◆ Source text ◆
Segment Open

Many animals use the sense of smell as a guide through life, dividing the world into what is good and what is harmful. Olfaction distinguishes nutritional foods from toxic ones, helps identify appropriate mates, and allows the detection of predators. A lot of effort has gone into elucidating how odours are detected and how they are met with the appropriate behavioural response, processes that are still incompletely understood.
However, evidence is now emerging that, in addition to its roles in acutely sensing odours, olfaction is involved in the regulation of the general physiology of animals. In the roundworm Caenorhabditis elegans and the fruit fly Drosophila melanogaster the olfactory system regulates life span, as animals that have compromised olfaction live longer than their ‘smelling’ counterparts. This exciting discovery left many scientists scratching their heads: how on earth could olfaction have such a dramatic effect on physiology?
A chance discovery in a study by a team of researchers led by Utpal Banerjee at the University of California, Los Angeles, USA, recently published in the journal Cell, provides a possible answer. This research group focuses on the process of haematopoiesis – blood cell development – in the Drosophila larva, trying to elucidate the mechanisms that tightly regulate the generation of differentiated blood cells from a group of stem cell-like progenitors. They noticed that when they interfered with a receptor for the neurotransmitter GABA within blood cell progenitors, most of them differentiated precociously into blood cells. This suggests the nervous system is involved in the regulation of the generation of blood cells. To find out more about how this neurotransmitter regulates haematopoiesis, they set out to pinpoint its exact source.

Segment Closed

◆ What needs to be done ◆
Can you carry on the passage about smell and blood cell development in fruit flies, picking up right after its final sentence?

◆ Provided information ◆
Segment Open

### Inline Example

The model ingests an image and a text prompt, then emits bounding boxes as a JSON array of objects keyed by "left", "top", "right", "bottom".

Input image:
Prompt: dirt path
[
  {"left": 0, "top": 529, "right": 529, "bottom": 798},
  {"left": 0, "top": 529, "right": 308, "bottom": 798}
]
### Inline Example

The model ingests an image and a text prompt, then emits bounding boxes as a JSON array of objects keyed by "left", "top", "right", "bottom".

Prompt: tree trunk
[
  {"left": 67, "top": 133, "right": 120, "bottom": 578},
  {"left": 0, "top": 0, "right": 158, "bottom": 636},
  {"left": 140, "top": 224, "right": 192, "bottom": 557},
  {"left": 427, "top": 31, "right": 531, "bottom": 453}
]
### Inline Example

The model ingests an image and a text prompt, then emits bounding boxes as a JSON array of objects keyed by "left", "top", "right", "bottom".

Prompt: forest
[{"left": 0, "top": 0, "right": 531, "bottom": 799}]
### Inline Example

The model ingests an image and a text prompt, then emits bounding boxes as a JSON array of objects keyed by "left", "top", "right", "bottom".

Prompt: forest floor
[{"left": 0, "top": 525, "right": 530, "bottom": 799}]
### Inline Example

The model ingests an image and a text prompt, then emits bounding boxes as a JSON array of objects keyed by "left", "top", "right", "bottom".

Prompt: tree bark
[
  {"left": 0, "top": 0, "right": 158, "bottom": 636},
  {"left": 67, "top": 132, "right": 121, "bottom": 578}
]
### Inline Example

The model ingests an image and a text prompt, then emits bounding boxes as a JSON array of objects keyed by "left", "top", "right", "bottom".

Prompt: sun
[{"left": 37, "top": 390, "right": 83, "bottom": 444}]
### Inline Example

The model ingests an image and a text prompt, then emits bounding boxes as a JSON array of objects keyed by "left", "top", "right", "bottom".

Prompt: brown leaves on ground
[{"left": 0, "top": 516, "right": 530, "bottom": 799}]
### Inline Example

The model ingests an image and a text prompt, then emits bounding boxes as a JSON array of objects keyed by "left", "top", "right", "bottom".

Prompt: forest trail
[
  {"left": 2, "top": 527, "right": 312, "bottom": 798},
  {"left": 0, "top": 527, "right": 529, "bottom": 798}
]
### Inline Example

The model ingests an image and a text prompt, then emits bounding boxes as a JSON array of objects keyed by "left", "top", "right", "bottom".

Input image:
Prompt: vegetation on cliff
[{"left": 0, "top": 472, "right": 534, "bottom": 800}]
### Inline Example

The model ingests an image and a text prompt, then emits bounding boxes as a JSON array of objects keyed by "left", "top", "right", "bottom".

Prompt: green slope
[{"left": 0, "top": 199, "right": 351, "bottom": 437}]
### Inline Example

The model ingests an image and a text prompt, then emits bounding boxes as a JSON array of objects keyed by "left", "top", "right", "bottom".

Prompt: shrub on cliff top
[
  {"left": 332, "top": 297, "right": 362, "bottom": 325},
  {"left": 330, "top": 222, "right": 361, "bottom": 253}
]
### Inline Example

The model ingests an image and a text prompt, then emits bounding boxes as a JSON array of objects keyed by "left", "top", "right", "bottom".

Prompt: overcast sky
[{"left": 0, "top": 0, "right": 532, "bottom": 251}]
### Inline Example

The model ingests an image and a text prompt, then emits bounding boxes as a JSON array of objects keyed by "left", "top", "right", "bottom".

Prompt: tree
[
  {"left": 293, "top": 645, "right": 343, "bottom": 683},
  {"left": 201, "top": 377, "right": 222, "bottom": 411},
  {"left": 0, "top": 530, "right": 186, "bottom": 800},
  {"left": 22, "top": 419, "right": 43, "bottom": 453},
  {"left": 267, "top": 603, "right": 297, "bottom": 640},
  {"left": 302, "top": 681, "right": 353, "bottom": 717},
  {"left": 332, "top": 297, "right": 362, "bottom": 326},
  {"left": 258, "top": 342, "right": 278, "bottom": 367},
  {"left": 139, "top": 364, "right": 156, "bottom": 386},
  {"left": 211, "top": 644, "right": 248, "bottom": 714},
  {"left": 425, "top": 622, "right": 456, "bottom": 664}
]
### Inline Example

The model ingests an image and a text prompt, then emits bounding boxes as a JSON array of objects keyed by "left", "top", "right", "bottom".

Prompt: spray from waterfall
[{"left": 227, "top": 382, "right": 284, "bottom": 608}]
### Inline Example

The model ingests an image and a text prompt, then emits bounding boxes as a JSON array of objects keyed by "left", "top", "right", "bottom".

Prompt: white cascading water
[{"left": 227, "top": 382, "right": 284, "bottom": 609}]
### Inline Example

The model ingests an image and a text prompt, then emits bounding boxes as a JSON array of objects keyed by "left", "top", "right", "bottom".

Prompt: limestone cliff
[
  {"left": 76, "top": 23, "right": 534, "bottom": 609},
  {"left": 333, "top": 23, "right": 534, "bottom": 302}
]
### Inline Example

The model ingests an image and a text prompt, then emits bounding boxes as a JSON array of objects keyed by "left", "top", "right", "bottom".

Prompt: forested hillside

Segment Closed

◆ Answer for this exercise ◆
They found a cluster of cells in the brain that secrete GABA into the larval blood to be responsible, as blocking the production of neurotransmitter within these cells led to precocious differentiation of progenitors into blood cells. This demonstrates the nervous system is indeed directly involved in haematopoiesis, but what could be the function of this regulation?
In order to address this question, the team tried to find the parts of the nervous system that induce the secretory cells to release GABA. They made the key discovery that inhibition of the olfactory system prevents the release of neurotransmitter from the secretory cells.
This inhibition subsequently leads to the precocious differentiation of progenitor cells, suggesting that the detection of smells is required for the maintenance of the pre-differentiated state of blood progenitor cells.
What makes this finding particularly interesting is that it provides a possible mechanism for how olfaction affects life span: in the absence of odours, or if the olfactory system is inhibited, the number of blood cells that is being generated is increased. As these cells are involved in many aspects of innate immunity, this increase in number could leave the organism better protected against microbial agents and help the animal to live longer.
The findings suggest that olfaction directly regulates haematopoiesis, whereby the activation of an odorant receptor is required for the maintenance of the pre-differentiated state of the pool of cells that give rise to blood cells. While the evidence presented provides a strong link between olfaction and the regulation of blood cells, and the link to life span extension is an attractive one, don't start blocking up your nose just yet: it is not yet known whether similar mechanisms are present in vertebrates (such as yourself).